**** Extract to read ****
Families Need Fathers - Both Parents Matter (FNF), founded in 1974, is a registered charitable social care organization in the United Kingdom that offers information, advice, and support to parents whose children's relationship with them is under threat during or after divorce or separation, or who have been alienated or estranged from their children. FNF also advocates for shared parenting, more time for children with their non-resident parent, and stronger court actions when a resident parent defies court orders requiring them to allow their children a relationship with the other parent. The organization's goal is that children of divorce or separation should not lose the love and care of one of their parents.


Mission
In the United Kingdom, roughly one third of children from separated parents have no contact with their father, and the organization is chiefly concerned with maintaining a child's relationship with both parents during and after family breakdown.

The majority of the work of the charity is in providing relief, assistance, guidance and support to parents and other close family members hoping to stay in touch with their children after divorce or separation. It aims to further the emotional development of children whose parents have separated by encouraging shared parenting arrangements. The organization also seek to study problems associated with children who are deprived of a parent, and to promote an understanding of these problems among family and legal professionals and policy makers.

History and organization
Families Need Fathers was founded in May 1974 by child psychiatrist Alick Elithorn and financial consultant Keith Parkin as an organization to campaign for equal parenting time after divorce, and for increased contact between a child and its non-custodial parent. The organization became a registered charity in 1979, and was able to hire staff in 1992. As the organization grew in the 1990s, previous employees founded and several new organizations with similar missions, such as Parents Forever Scotland, the Association of Shared Parenting, Dads After Divorce, and Fathers4Justice. In 1994, the Cheltenham Group was formed by FNF, Dads After Divorce and Parents Forever Scotland in an attempt to form a coalition of parenting organizations.

In 2008, FNF ran projects under the umbrella of "Both Parents Matter" and this strapline was added to the charity's logo in 2013. By 2010, the organization had 51 branches across the United Kingdom and a network of 300 volunteers. It has since continued to advocate for shared parenting with the media, the House of Commons and the family justice establishment, while continuing its work as a social care organization.
**** Data excerpts ****
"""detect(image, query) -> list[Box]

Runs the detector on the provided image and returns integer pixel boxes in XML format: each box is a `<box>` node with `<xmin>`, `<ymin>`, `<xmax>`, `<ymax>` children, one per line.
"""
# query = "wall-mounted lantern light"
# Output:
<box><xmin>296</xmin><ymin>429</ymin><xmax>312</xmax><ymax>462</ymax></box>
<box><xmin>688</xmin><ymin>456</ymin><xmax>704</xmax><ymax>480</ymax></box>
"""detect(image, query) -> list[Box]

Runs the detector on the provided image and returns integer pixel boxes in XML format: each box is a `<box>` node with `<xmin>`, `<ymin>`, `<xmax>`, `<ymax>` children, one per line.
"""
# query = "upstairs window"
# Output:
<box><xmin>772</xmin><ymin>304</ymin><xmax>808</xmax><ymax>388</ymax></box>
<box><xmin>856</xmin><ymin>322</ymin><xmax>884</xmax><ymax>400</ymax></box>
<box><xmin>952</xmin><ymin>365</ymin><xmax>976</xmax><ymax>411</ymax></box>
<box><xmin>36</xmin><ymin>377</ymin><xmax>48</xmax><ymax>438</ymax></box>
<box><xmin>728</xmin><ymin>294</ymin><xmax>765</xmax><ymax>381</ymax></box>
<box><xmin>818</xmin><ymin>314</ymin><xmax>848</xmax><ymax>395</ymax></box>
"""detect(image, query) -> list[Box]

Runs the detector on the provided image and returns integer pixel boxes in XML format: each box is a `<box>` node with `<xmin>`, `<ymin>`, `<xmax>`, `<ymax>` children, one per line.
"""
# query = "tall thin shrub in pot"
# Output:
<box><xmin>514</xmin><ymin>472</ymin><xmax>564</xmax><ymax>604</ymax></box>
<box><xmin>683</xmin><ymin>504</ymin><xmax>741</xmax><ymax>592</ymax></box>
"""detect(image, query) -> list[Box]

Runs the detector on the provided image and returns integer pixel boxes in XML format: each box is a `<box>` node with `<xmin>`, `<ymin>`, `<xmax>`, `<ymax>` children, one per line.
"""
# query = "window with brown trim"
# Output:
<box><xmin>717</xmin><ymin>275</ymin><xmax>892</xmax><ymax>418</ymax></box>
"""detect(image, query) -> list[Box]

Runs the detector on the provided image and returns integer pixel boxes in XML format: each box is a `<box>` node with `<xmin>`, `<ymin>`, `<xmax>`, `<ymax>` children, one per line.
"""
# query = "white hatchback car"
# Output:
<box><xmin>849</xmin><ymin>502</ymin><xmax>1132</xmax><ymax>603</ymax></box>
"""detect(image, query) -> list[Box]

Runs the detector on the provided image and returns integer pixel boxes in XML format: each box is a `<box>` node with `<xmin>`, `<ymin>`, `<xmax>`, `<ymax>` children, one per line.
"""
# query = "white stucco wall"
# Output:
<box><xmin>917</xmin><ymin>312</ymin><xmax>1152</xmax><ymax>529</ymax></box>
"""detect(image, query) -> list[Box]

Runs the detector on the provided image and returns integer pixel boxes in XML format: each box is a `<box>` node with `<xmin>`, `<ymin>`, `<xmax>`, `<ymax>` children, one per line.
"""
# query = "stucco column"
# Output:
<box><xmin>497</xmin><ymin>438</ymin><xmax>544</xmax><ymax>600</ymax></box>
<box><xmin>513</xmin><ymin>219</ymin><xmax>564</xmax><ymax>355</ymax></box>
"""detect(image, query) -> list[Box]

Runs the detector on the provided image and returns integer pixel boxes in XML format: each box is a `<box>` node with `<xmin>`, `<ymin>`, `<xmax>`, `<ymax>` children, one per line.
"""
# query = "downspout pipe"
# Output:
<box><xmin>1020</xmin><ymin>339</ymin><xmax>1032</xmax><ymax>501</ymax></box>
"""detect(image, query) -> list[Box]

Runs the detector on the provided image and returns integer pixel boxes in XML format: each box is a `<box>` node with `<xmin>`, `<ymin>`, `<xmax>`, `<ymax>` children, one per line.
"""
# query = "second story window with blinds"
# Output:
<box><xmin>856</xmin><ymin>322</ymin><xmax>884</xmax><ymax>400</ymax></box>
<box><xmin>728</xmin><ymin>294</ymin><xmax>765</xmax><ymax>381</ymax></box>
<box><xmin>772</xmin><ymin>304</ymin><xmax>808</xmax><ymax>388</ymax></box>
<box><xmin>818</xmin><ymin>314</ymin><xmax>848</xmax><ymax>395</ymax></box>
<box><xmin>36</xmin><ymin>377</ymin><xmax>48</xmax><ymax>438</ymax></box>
****
### Requirement 1
Repeat the passage from the Families Need Fathers text word for word, starting with "Families Need Fathers - Both" and going on through "of their parents.".
### Requirement 2
According to the Families Need Fathers text, how many branches did the organization have across the United Kingdom by 2010?
The data has nothing to do with what follows.

### Full output 1
Families Need Fathers - Both Parents Matter (FNF), founded in 1974, is a registered charitable social care organization in the United Kingdom that offers information, advice, and support to parents whose children's relationship with them is under threat during or after divorce or separation, or who have been alienated or estranged from their children. FNF also advocates for shared parenting, more time for children with their non-resident parent, and stronger court actions when a resident parent defies court orders requiring them to allow their children a relationship with the other parent. The organization's goal is that children of divorce or separation should not lose the love and care of one of their parents.

### Full output 2
51 branches.